▶ [Texto fornecido]:
□ □ □ □

Avanços recentes nos procedimentos para extração de DNA/RNA, o sequenciamento de última geração e a metagenômica, entre outros, têm permitido análises comparativas da diversidade, abundância e de genes importantes dos ecossistemas e das comunidades microbianas num nível de profundidade antes impossível. “Graças a esses avanços recentes, acreditamos que há uma grande oportunidade de estudar o microbioma brasileiro usando o estado-da-arte em metodologias moleculares, em conjunto com análises mais convencionais”, afirmam os autores do artigo publicado na Microbial Ecology.

Por isso, os criadores do BMP trabalham hoje no desenvolvimento e aperfeiçoamento de ferramentas amigáveis de análise de dados de microbiomas, disponíveis de forma gratuita e com suporte, que já são utilizadas por pesquisadores de mais de 90 países. “O objetivo é organizar as informações já existentes e as que vierem a ser produzidas em outros projetos, além de padronizar métodos de amostragem e análises de dados sobre microbiomas”, diz Victor Pylro.

□ □ □ □

▶ [Trechos das linhas]:
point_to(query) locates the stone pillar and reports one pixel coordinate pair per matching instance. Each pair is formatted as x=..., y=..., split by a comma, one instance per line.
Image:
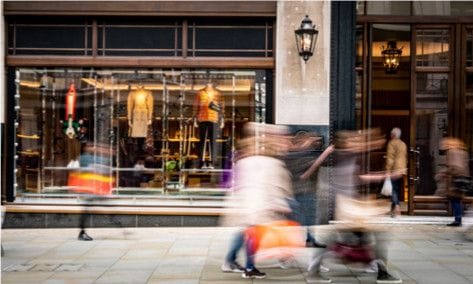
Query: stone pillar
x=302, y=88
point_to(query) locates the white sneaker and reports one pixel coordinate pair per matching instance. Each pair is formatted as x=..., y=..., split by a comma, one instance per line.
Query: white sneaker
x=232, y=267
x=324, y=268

□ □ □ □

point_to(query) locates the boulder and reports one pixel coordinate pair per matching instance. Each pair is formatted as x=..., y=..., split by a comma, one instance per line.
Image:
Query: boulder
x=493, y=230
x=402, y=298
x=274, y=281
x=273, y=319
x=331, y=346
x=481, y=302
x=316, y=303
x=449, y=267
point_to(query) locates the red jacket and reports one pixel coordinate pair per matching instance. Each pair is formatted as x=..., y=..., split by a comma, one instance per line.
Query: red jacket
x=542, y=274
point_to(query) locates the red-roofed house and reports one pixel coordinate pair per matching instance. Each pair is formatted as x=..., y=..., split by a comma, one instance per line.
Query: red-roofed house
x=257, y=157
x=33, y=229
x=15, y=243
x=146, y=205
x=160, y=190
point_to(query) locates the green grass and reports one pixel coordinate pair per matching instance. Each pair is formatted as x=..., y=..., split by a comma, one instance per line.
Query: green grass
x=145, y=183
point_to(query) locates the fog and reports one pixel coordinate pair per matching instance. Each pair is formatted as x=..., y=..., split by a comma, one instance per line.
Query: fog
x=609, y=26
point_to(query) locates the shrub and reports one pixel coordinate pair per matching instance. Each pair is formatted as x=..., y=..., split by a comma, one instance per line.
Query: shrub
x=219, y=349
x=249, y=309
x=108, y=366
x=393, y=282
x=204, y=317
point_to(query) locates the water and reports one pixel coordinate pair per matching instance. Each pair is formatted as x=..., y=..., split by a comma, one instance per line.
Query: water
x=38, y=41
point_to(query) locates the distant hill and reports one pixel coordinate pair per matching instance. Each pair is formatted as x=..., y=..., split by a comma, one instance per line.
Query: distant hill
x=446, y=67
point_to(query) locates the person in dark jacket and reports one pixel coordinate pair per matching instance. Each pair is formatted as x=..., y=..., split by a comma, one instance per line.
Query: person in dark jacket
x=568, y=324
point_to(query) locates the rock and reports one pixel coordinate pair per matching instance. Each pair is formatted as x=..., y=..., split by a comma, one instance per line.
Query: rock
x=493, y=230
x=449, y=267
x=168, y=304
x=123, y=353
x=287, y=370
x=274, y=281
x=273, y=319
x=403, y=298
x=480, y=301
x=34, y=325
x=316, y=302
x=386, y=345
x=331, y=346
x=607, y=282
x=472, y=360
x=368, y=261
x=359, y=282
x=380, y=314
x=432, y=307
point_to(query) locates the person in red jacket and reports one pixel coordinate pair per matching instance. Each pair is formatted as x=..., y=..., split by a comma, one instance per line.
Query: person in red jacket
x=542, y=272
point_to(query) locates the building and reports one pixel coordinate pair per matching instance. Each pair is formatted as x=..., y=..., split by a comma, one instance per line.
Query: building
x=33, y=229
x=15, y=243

□ □ □ □

▶ [Tarefa]: De acordo com o texto sobre o microbioma brasileiro, pesquisadores de quantos países já utilizam as ferramentas de análise de dados criadas pelos idealizadores do BMP?

▶ [Resposta]: Pesquisadores de mais de 90 países.